Work to be completed — Identify every line in the records below that contains the string "balloon", matching case exactly, and copy each of those lines.
==== Supplied entries ====
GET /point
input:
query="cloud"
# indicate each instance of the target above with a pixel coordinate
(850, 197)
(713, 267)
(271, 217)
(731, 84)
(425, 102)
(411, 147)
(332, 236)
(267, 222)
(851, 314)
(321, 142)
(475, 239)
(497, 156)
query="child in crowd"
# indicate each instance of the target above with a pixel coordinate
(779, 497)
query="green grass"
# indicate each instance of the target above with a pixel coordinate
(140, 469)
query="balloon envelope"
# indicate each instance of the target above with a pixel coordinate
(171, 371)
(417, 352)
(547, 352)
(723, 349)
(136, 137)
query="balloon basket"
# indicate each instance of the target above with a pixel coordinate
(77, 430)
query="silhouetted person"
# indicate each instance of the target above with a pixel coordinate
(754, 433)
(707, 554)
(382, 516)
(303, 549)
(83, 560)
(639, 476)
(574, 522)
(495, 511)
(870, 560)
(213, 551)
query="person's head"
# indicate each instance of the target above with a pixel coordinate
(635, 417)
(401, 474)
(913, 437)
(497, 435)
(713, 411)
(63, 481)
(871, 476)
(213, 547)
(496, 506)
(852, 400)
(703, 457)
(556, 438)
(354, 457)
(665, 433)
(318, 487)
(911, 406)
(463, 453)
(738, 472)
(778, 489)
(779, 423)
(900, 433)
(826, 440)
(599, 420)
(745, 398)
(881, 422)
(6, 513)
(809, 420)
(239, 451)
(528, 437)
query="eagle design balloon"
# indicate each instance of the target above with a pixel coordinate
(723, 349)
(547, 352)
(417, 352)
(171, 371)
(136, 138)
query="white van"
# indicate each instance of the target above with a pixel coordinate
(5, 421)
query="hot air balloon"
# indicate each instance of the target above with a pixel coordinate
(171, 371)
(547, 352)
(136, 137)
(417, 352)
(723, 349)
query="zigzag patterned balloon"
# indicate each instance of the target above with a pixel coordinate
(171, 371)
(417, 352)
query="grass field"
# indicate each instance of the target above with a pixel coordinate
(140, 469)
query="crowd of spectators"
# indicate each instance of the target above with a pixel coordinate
====
Solution for this problem —
query="balloon envelope"
query="balloon basket"
query="eagle design balloon"
query="hot air balloon"
query="zigzag patterned balloon"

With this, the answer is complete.